### What needs to be done
Edit the entries below by changing every "Reviewer note" to "Checker note". Leave every other part of the entries as it is.

### Dataset rows
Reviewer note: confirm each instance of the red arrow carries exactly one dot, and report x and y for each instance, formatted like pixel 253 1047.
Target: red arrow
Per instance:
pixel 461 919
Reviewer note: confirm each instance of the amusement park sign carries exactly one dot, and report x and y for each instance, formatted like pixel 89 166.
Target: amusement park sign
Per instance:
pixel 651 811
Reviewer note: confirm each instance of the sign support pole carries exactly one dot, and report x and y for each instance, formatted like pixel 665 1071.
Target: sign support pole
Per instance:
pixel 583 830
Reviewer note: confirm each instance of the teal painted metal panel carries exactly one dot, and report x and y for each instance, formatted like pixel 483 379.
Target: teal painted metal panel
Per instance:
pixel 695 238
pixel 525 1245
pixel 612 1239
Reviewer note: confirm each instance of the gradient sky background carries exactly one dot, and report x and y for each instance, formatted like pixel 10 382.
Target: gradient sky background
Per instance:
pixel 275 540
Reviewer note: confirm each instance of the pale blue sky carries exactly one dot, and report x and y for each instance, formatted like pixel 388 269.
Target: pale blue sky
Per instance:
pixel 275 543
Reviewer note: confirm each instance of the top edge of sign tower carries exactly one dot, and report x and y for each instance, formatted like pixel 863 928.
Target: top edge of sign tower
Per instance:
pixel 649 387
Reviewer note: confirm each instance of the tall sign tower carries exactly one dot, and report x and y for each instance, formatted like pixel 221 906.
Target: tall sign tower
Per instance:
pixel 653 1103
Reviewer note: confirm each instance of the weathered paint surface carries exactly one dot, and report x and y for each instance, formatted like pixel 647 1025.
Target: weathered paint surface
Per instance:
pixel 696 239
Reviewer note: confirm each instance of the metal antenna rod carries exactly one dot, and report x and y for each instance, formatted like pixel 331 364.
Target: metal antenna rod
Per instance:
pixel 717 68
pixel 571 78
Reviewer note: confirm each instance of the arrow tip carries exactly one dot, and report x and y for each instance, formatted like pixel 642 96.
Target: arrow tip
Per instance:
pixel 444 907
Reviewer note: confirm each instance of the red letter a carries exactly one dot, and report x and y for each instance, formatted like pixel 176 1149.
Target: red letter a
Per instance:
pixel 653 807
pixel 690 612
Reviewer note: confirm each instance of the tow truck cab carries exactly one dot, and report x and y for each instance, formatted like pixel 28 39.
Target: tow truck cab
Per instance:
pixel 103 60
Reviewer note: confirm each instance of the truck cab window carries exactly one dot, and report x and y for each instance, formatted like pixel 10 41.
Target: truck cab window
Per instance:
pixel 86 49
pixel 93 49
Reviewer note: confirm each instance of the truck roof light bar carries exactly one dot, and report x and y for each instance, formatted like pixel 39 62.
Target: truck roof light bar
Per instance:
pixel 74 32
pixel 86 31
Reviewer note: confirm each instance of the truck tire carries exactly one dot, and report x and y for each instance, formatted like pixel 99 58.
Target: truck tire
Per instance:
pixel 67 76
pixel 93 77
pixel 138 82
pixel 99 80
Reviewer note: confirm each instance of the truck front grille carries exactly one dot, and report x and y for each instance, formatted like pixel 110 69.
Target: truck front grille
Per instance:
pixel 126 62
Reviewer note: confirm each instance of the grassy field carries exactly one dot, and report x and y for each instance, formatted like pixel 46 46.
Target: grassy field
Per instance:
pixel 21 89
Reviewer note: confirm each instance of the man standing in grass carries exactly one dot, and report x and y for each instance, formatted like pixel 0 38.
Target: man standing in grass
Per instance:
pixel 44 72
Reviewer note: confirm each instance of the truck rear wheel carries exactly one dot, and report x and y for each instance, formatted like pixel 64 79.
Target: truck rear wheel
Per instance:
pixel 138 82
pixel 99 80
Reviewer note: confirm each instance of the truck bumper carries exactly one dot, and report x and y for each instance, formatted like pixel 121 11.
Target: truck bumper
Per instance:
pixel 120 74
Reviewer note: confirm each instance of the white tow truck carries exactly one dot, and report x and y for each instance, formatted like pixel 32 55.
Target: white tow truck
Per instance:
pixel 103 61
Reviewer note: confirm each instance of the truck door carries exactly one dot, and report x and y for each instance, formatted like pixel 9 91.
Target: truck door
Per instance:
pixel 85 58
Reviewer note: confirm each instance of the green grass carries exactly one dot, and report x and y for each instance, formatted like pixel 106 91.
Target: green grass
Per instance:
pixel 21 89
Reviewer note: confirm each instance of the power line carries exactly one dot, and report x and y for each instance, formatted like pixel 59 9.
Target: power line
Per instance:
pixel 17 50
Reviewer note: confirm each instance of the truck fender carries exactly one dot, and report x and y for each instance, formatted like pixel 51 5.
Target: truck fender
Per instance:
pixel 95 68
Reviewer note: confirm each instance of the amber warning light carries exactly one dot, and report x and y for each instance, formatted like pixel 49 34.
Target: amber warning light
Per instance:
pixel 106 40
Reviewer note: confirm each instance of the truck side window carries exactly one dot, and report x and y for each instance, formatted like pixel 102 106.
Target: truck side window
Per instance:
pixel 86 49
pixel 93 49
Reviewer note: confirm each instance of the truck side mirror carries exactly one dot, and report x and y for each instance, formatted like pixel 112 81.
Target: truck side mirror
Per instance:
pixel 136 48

### Exercise output
Checker note: confirm each instance of the red arrow carries exactly one dot, and report x and y for each instance, formatted like pixel 253 1047.
Target: red arrow
Per instance:
pixel 461 919
Checker note: confirm each instance of the amusement park sign carries exactly one dot, and report x and y for each instance, formatted like pixel 89 166.
Target: amusement park sign
Per instance:
pixel 651 811
Checker note: confirm each instance of the sign support pole carries exactly one dot, and report x and y for each instance, formatted like pixel 665 1071.
Target: sign support pole
Per instance:
pixel 583 830
Checker note: confirm each instance of the teal painted metal panel carries exactly one dot, and report x and y for each instance, formatted like pixel 483 379.
Target: teal painted metal panel
Per instance:
pixel 695 238
pixel 525 1245
pixel 612 1239
Checker note: confirm each instance of the gradient sky background carries exactly one dot, and report x and y for each instance, formatted like pixel 10 382.
Target: gradient sky background
Per instance:
pixel 275 540
Checker note: confirm each instance of the pale blue sky carries exactly one dot, and report x and y for each instance, formatted like pixel 388 269.
Target: pale blue sky
Per instance:
pixel 275 543
Checker note: confirm each instance of the top edge of sign tower carries exactly one dot, and report x and y for each instance, formatted like pixel 863 928.
Target: top edge of sign tower
Per instance:
pixel 649 387
Checker note: confirm each instance of the tall sign tower carries exactly one dot, and report x and y for each instance, formatted like pixel 221 906.
Target: tall sign tower
Per instance:
pixel 653 1103
Checker note: confirm each instance of the weathered paint surface carries exactly one dot, and report x and y for each instance, formatted like pixel 647 1025.
Target: weathered paint surface
Per instance:
pixel 696 239
Checker note: confirm each instance of the metal antenna rod carries exactly one dot, and report x and y for each instance, formatted like pixel 331 364.
Target: metal antenna rod
Per instance:
pixel 717 68
pixel 571 78
Checker note: confirm each instance of the arrow tip carries exactly one dot, and report x and y for each instance, formatted like pixel 642 96.
Target: arrow tip
Per instance:
pixel 444 907
Checker note: confirm each instance of the red letter a carries exactly one dot, and report x and y for each instance, formatted like pixel 176 1149.
Target: red letter a
Per instance:
pixel 653 807
pixel 690 612
Checker note: confirm each instance of the tow truck cab carries exactly one dot, and report x and y for each instance, formatted like pixel 28 39.
Target: tow truck cab
Per instance:
pixel 103 60
Checker note: confirm each instance of the truck cab window carries exactly one dot, and report x and y for each instance, formatted like pixel 10 41.
Target: truck cab window
Per instance:
pixel 86 49
pixel 93 49
Checker note: confirm each instance of the truck roof light bar carries exactly one dot, and report x and y for each instance, formatted like pixel 39 62.
Target: truck roof light bar
Per instance:
pixel 74 32
pixel 86 31
Checker note: confirm each instance of the truck tire carries exactly one dot, and report x and y for each instance, formatted like pixel 99 58.
Target: truck tire
Per instance:
pixel 67 76
pixel 93 77
pixel 138 82
pixel 99 80
Checker note: confirm each instance of the truck front grille carries exactly one dot, and report x and y for each instance, formatted like pixel 110 69.
Target: truck front grille
Per instance:
pixel 126 62
Checker note: confirm each instance of the grassy field carries exactly one dot, and report x and y for each instance, formatted like pixel 46 46.
Target: grassy field
Per instance:
pixel 21 89
Checker note: confirm each instance of the man standing in grass carries exactly one dot, and report x and y for each instance, formatted like pixel 0 38.
Target: man standing in grass
Per instance:
pixel 44 72
Checker note: confirm each instance of the truck rear wheel carries exactly one dot, and report x and y for each instance, formatted like pixel 64 79.
Target: truck rear wheel
Per instance:
pixel 138 82
pixel 99 80
Checker note: confirm each instance of the truck bumper carries exactly one dot, and report x and y for each instance, formatted like pixel 121 11.
Target: truck bumper
Per instance:
pixel 120 74
Checker note: confirm each instance of the white tow truck carries exactly one dot, and report x and y for each instance, formatted like pixel 32 55.
Target: white tow truck
Per instance:
pixel 103 61
Checker note: confirm each instance of the truck door carries exactly one dot, and report x and y for each instance, formatted like pixel 9 91.
Target: truck door
Per instance:
pixel 85 58
Checker note: confirm each instance of the green grass carries exactly one dot, and report x and y for each instance, formatted like pixel 106 91.
Target: green grass
Per instance:
pixel 21 89
Checker note: confirm each instance of the power line carries exactly one dot, and report x and y for each instance, formatted like pixel 59 9.
Target: power line
Per instance:
pixel 17 50
Checker note: confirm each instance of the truck fender carries exactly one dot, and report x and y for each instance, formatted like pixel 51 5.
Target: truck fender
Per instance:
pixel 95 68
Checker note: confirm each instance of the amber warning light carries exactly one dot, and report x and y for each instance, formatted like pixel 49 34.
Target: amber warning light
Per instance:
pixel 106 40
Checker note: confirm each instance of the truck side window carries exactly one dot, and report x and y for each instance, formatted like pixel 102 106.
Target: truck side window
Per instance:
pixel 86 49
pixel 93 49
Checker note: confirm each instance of the truck side mirror carries exactly one dot, and report x and y for each instance, formatted like pixel 112 81.
Target: truck side mirror
Per instance:
pixel 136 48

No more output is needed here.